§ **PASSAGE PROVIDED**:
_ _ _

The following (also non-exhaustive) figures show how the data gets
from IVRE's databases back into your hands.

.. graphviz::

   digraph {
      db_data [label="db.data" shape="box" style="filled"];
      db_flow [label="db.flow" shape="box" style="filled"];
      db_nmap [label="db.nmap" shape="box" style="filled"];
      web_api_data [label="Web API\n/ipdata"];
      web_api_flows [label="Web API\n/flows"];
      web_api_scans [label="Web API\n/scans"];
      web_ui_flow [label="Web UI\n/flow.html"];
      cli_ipdata [label="CLI\nipdata"];
      cli_flow [label="CLI\nflowcli"];
      cli_scancli [label="CLI\nscancli"];
      db_data -> web_api_data;
      db_flow -> web_api_flows;
      db_flow -> cli_flow;
      db_nmap -> web_api_scans;
      web_api_flows -> web_ui_flow;
      db_data -> cli_ipdata;
      db_nmap -> cli_scancli;
  }

.. graphviz::

   digraph {
      db_passive [label="db.passive" shape="box" style="filled"];
      db_view [label="db.view" shape="box" style="filled"];
      web_api_passive [label="Web API\n/passive"];
      web_api_passivedns [label="Web API\n/passivedns"];
      web_api_view [label="Web API\n/view"];
      web_ui_view [label="Web UI /"];
      cli_ipinfo [label="CLI\nipinfo"];
      cli_iphost [label="CLI\niphost"];
      cli_view [label="CLI\nview"];
      db_view -> web_api_view;
      web_api_view -> web_ui_view;
      db_view -> cli_view;
      db_passive -> web_api_passive;
      db_passive -> web_api_passivedns;
      db_passive -> cli_ipinfo;
      db_passive -> cli_iphost;
  }

_ _ _

§ **MATERIAL PROVIDED**:
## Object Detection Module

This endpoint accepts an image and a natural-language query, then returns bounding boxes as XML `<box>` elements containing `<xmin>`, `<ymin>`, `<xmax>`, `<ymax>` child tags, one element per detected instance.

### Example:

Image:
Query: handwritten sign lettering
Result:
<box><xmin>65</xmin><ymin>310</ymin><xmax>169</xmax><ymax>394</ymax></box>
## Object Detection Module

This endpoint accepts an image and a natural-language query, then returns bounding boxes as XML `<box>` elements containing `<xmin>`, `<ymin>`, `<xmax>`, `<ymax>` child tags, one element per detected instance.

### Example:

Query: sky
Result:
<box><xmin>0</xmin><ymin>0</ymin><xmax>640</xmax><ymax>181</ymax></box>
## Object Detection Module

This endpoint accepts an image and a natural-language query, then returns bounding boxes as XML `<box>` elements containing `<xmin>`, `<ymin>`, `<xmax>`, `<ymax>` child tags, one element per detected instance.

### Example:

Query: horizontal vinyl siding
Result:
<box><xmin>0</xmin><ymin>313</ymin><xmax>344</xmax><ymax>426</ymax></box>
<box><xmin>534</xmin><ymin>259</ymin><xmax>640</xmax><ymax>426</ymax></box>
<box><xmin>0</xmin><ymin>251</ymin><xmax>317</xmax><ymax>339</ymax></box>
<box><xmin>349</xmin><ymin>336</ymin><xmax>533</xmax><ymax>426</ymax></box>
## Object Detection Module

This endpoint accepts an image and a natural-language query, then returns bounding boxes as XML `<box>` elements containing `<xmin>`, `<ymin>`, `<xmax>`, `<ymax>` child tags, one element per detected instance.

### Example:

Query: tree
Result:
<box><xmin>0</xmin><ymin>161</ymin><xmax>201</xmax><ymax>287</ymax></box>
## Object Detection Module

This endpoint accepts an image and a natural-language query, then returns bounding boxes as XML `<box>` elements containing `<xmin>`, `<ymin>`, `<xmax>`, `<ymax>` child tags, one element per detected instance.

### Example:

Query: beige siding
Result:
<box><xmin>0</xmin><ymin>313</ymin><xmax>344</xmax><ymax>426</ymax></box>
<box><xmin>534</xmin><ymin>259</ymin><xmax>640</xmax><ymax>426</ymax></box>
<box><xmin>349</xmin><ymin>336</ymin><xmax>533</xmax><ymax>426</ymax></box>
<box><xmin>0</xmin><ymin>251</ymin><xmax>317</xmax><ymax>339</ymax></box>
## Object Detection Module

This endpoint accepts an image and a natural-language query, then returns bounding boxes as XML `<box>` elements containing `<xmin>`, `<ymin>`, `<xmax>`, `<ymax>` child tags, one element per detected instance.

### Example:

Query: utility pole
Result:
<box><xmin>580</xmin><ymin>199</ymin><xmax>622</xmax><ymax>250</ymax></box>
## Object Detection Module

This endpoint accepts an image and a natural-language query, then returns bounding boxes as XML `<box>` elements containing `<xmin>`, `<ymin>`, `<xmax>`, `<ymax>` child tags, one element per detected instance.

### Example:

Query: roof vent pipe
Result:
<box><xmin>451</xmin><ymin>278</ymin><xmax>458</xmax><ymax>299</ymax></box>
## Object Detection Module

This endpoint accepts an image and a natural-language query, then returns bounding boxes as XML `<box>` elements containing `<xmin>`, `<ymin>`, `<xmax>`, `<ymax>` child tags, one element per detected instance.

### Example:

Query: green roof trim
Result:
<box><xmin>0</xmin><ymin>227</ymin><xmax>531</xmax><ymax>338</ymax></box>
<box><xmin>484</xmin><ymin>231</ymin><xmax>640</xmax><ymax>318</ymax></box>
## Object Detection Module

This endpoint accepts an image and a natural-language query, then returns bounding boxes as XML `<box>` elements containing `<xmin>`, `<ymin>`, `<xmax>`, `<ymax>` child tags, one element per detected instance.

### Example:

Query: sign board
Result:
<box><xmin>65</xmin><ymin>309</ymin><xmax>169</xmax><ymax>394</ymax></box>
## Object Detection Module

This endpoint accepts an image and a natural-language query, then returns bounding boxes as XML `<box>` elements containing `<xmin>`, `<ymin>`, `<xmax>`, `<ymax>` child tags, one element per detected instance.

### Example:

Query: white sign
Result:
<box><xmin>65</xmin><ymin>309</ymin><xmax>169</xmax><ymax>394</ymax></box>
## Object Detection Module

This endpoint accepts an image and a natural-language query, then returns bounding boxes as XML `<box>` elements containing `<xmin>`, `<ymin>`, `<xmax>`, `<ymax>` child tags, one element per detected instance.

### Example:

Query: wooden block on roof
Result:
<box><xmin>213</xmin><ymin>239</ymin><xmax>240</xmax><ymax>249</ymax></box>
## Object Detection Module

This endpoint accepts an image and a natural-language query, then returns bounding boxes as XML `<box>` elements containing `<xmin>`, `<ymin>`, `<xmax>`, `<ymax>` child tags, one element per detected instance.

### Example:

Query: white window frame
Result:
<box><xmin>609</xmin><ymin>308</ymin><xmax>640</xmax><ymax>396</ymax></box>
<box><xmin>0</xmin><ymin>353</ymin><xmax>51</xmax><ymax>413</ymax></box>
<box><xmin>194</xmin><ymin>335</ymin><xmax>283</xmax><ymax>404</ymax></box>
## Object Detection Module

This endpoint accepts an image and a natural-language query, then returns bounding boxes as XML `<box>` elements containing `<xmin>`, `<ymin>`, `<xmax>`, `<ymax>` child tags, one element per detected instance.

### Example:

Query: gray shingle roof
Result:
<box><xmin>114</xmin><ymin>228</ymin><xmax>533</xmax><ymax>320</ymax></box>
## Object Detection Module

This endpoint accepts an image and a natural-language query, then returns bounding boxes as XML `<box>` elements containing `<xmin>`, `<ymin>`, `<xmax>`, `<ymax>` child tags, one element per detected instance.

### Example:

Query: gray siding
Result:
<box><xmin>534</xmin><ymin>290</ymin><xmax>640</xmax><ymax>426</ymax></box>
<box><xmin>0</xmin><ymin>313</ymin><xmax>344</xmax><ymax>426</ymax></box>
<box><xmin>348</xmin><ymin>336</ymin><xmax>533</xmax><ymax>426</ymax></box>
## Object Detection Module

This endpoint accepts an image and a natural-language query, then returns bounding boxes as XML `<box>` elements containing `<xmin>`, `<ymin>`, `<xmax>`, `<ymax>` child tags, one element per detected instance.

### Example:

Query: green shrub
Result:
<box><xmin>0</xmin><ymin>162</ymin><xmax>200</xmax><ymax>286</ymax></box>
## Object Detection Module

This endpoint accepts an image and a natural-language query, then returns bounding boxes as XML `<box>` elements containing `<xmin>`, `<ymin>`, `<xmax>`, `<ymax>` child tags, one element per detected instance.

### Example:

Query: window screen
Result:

_ _ _

§ **TASK REQUIREMENTS**:
Translate this sentence from the IVRE passage into Spanish: "The following (also non-exhaustive) figures show how the data gets from IVRE's databases back into your hands."

§ **ANSWER TO THE EXERCISE**:
Las siguientes figuras (tampoco exhaustivas) muestran cómo los datos pasan de las bases de datos de IVRE de vuelta a sus manos.